--- DATA FOR THE TASK ---

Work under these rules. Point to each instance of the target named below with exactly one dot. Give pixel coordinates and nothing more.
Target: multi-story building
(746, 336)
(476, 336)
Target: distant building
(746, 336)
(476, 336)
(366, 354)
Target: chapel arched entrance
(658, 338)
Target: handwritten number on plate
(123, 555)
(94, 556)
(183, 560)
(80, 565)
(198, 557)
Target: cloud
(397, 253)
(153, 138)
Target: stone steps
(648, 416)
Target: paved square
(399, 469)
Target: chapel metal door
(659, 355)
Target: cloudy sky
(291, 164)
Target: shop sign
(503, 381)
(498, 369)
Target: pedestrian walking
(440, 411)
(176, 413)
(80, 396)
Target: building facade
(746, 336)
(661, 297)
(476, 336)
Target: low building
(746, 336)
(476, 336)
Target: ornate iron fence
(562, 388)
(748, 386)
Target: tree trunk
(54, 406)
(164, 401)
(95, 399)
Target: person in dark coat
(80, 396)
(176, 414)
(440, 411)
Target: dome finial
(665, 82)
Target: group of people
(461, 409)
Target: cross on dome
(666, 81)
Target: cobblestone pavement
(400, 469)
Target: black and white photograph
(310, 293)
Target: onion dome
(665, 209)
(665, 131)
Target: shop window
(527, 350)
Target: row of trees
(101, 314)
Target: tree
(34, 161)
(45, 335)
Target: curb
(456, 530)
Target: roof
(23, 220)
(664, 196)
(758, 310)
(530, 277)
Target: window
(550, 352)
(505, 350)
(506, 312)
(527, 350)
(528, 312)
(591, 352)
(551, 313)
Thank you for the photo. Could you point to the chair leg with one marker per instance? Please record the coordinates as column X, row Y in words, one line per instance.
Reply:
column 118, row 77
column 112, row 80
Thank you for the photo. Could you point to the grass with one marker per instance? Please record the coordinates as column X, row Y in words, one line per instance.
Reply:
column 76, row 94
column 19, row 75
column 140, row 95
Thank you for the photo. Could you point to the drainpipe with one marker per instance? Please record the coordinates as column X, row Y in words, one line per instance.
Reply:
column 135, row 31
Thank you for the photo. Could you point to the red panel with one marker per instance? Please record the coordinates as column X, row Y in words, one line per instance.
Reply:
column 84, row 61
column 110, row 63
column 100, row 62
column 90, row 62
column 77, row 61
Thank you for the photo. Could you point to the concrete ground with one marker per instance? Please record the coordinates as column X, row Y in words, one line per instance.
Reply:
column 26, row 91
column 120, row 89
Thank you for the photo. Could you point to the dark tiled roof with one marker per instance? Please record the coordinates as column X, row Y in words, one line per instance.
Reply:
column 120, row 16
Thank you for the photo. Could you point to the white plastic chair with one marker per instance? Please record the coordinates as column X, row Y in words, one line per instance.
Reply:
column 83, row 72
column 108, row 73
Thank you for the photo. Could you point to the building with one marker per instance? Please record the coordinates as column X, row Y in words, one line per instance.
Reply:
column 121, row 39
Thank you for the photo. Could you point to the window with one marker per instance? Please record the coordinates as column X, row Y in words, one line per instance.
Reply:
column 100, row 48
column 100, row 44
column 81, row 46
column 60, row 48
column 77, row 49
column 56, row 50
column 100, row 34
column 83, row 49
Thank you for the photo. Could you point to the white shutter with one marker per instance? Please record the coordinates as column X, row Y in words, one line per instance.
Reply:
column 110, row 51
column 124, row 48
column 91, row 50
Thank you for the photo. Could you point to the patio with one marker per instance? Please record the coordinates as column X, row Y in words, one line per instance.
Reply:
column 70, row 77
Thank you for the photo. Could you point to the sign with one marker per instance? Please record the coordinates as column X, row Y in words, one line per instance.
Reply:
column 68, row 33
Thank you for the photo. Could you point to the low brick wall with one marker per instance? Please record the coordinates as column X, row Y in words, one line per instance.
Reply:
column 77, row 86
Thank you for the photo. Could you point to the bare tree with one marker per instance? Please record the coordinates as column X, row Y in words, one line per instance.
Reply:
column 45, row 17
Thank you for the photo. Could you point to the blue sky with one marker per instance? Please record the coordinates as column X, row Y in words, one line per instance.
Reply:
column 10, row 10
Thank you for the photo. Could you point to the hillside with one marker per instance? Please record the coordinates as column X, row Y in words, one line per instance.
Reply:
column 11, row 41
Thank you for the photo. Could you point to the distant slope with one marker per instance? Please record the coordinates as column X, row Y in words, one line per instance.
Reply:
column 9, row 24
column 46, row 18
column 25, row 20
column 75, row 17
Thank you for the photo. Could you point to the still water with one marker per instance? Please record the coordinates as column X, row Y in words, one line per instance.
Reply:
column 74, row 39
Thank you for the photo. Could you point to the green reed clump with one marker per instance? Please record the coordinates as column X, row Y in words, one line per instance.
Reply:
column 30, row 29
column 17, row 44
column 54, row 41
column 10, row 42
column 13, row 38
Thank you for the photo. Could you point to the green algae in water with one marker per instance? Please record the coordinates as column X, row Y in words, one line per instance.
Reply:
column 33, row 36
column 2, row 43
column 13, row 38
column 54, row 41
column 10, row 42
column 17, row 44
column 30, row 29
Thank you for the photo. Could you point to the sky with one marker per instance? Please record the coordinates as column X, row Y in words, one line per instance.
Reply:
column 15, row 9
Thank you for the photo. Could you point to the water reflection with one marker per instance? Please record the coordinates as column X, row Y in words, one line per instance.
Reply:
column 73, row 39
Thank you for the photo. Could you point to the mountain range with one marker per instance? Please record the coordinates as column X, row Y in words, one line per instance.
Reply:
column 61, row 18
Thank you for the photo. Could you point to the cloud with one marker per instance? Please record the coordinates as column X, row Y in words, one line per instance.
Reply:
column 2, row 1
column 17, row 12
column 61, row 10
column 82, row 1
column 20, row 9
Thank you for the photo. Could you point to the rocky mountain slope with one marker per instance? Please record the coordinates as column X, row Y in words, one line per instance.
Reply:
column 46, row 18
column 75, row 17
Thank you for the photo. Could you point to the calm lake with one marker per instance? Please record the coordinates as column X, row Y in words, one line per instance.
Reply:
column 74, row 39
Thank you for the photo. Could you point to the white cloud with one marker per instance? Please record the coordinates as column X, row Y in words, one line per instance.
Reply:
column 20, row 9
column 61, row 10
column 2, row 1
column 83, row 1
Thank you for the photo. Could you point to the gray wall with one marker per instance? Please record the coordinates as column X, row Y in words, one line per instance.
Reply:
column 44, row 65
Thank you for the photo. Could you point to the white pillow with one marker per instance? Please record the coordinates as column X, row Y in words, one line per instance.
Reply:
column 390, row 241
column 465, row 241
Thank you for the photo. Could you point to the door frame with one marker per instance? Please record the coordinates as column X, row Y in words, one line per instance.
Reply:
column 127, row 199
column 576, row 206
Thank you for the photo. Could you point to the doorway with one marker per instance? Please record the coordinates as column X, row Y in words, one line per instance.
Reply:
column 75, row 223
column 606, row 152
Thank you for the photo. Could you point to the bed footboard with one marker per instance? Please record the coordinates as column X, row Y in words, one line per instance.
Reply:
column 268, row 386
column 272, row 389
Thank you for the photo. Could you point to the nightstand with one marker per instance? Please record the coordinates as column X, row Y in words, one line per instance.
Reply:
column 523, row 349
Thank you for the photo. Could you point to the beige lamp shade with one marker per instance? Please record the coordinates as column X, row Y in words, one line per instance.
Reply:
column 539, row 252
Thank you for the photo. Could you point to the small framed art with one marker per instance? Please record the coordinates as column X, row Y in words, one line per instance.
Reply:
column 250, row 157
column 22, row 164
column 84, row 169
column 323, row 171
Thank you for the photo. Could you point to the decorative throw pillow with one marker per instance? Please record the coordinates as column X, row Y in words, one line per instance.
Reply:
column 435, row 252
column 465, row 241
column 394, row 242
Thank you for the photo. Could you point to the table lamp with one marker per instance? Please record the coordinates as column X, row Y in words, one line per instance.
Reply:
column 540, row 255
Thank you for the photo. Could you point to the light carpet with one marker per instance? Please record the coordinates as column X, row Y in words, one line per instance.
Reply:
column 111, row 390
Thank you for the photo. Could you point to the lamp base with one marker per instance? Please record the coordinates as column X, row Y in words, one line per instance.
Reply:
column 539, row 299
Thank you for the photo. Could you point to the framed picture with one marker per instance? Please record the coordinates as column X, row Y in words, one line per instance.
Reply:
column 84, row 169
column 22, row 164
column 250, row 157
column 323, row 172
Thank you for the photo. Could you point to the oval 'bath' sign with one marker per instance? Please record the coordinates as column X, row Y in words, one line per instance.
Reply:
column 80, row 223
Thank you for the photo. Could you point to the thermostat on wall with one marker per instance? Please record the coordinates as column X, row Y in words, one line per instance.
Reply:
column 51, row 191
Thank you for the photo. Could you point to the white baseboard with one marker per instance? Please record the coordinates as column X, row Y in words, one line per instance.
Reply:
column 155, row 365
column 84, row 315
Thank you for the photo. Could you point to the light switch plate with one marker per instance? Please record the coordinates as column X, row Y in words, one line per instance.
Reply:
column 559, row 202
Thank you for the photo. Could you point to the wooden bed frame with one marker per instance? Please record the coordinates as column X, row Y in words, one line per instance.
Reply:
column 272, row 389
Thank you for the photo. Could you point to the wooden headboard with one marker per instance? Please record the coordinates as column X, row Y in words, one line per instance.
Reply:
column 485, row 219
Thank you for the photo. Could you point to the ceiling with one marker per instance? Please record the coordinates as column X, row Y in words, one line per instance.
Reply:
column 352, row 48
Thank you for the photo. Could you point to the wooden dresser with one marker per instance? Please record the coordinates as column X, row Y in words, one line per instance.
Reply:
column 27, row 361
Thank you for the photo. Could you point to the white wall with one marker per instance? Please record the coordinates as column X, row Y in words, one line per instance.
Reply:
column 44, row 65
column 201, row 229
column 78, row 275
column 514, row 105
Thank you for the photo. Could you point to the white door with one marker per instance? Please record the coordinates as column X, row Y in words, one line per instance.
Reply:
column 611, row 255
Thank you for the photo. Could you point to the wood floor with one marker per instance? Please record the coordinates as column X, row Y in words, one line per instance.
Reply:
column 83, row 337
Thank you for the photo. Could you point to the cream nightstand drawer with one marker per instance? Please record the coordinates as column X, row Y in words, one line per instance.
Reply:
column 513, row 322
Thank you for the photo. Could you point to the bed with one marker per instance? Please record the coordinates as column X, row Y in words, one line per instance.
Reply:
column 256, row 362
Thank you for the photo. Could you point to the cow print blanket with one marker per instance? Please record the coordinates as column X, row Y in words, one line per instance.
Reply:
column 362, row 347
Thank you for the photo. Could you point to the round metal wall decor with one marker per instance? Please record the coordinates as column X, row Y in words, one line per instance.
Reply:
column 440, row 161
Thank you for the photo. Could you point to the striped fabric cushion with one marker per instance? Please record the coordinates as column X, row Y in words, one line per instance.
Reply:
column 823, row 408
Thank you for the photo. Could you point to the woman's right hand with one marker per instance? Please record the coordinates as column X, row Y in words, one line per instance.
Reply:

---

→ **PROBLEM DESCRIPTION**:
Tally how many lines of the material contain the word "chair". The answer must be the number and nothing else.

→ **OUTPUT**:
2